----- Document text
How do I get to Mana Pools, Zimbabwe?

Mana Pools is remote. On our holidays you tend to reach it by flying from Victoria Falls airport, or flying into Harare, then driving – or flying – the 350km north. Our safari holidays will combine Mana Pools with other parks – heading east towards Matusadona and Hwange. Whilst Mana Pools borders Lower Zambezi National Park in Zambia, there is a closed border between the two countries, meaning you cannot easily get from Zambia to Zimbabwe. Canoe trips will only camp on one side of the river.

Where will I stay in Mana Pools?

You might see signs up when you arrive in Mana Pools – No fruit allowed in the park. Elephants can smell fresh fruit from hundreds of metres away, and will raid tents to get it; offending elephants may have to be put down once they learn that humans can be a source of food.

You can stay in camps that are solar powered, that save water, and are helping fund schools whose pupils live near the parks. What camps lack in terms of mod cons, they make up in scenery: “There may be no running water in the tents and limited solar-powered lighting,” said our traveller Christine Waddington, “but it is the most beautiful location that I have ever stayed in.”

Most safari camps are clustered around the river. You can choose more remote camps further south for an even quieter experience. Outside of dry season, when wildlife moves away from the river, you can have some good sightings in these quieter spots. The presence of tourists helps combat poaching, and income from tourism can help justify the park’s existence, and make its wildlife worth more alive than dead.
----------
----- Stored rows
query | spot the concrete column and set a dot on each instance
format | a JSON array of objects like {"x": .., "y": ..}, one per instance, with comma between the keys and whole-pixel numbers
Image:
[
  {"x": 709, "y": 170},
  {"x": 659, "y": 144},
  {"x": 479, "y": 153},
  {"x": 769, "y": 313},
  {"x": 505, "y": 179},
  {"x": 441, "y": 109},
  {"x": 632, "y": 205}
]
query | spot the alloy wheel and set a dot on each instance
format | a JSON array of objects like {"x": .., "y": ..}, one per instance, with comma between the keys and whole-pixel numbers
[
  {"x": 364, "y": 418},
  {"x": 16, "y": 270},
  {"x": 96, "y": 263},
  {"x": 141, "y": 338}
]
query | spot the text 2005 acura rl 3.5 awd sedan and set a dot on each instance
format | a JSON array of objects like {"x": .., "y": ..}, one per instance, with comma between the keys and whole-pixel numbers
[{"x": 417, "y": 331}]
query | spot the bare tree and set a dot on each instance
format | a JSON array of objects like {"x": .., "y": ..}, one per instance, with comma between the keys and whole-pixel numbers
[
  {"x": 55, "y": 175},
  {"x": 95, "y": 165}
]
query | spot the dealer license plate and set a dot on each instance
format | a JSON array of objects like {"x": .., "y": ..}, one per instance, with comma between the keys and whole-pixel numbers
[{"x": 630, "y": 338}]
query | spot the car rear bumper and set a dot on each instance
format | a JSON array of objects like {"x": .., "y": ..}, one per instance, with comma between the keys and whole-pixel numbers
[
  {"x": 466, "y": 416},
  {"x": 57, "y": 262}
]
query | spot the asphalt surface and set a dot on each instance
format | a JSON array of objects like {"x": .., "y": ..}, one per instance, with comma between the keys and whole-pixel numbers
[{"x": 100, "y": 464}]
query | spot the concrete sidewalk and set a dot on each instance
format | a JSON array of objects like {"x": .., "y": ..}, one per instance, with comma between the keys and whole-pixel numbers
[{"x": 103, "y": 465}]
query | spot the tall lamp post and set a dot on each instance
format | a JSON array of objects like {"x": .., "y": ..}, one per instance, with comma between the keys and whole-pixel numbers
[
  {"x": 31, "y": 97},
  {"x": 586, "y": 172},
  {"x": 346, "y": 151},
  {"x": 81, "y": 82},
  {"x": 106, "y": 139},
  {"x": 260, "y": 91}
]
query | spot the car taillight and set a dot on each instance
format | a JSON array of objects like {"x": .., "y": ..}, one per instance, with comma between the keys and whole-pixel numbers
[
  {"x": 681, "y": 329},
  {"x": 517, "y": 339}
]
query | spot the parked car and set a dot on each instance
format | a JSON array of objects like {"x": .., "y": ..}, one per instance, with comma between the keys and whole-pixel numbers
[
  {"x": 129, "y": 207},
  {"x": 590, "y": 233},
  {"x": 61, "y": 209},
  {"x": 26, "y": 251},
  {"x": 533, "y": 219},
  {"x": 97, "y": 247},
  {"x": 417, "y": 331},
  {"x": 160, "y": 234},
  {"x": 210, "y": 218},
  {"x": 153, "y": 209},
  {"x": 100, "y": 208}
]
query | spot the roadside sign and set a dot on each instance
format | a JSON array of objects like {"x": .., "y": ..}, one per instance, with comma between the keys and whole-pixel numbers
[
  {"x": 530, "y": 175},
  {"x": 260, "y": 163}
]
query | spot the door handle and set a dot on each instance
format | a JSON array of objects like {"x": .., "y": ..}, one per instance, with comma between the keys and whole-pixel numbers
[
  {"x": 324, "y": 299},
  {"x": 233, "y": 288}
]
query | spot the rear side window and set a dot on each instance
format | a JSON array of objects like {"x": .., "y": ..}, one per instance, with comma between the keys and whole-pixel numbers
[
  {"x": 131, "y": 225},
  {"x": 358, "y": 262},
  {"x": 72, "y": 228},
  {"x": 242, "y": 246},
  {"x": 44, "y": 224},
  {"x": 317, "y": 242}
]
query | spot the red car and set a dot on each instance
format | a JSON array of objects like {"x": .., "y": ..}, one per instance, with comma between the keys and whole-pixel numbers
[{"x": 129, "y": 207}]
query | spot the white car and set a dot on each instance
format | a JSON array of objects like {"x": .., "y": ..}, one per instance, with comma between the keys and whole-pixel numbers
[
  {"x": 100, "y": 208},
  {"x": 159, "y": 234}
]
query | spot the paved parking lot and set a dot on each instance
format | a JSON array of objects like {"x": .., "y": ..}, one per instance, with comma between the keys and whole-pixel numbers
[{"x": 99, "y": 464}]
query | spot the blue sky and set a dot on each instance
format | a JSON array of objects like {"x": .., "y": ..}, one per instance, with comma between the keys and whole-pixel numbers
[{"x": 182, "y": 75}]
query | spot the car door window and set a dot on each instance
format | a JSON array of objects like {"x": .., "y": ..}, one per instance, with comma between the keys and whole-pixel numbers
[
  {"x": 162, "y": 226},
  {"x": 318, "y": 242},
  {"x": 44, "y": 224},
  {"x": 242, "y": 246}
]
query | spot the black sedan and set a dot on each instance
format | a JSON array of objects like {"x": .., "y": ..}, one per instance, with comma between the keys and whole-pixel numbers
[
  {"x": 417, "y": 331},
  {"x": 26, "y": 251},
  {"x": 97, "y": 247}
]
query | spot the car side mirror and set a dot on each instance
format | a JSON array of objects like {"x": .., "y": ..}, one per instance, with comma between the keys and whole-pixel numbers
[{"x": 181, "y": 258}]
----------
- _What you need to do_
• 1. Reproduce the stretch of the Mana Pools travel text from "You can stay" through "alive than dead." with no changes.
• 2. Extend the Mana Pools travel text past its final sentence.

- _Answers to the exercises_
• 1.
You can stay in camps that are solar powered, that save water, and are helping fund schools whose pupils live near the parks. What camps lack in terms of mod cons, they make up in scenery: “There may be no running water in the tents and limited solar-powered lighting,” said our traveller Christine Waddington, “but it is the most beautiful location that I have ever stayed in.”

Most safari camps are clustered around the river. You can choose more remote camps further south for an even quieter experience. Outside of dry season, when wildlife moves away from the river, you can have some good sightings in these quieter spots. The presence of tourists helps combat poaching, and income from tourism can help justify the park’s existence, and make its wildlife worth more alive than dead.

• 2.
Best time to visit Mana Pools National Park

Visiting season tends to run from May to the end of October. The dry season peaks from August to November, and this is when wildlife viewing around water sources is best – the number of elephants around the water increases as it gets drier and drier. Water really is at a premium and there can be terrible droughts. By October – sometimes called ‘suicide month’ – it’s getting extremely hot. In the rainy season, which is particularly good for birding, the park remains open but is difficult to navigate; roads are mud-bound, and there are more biting insects. Some lodges close, roads close, and fly camps are removed each year for the rainy season in their entirety, letting the area around them recover.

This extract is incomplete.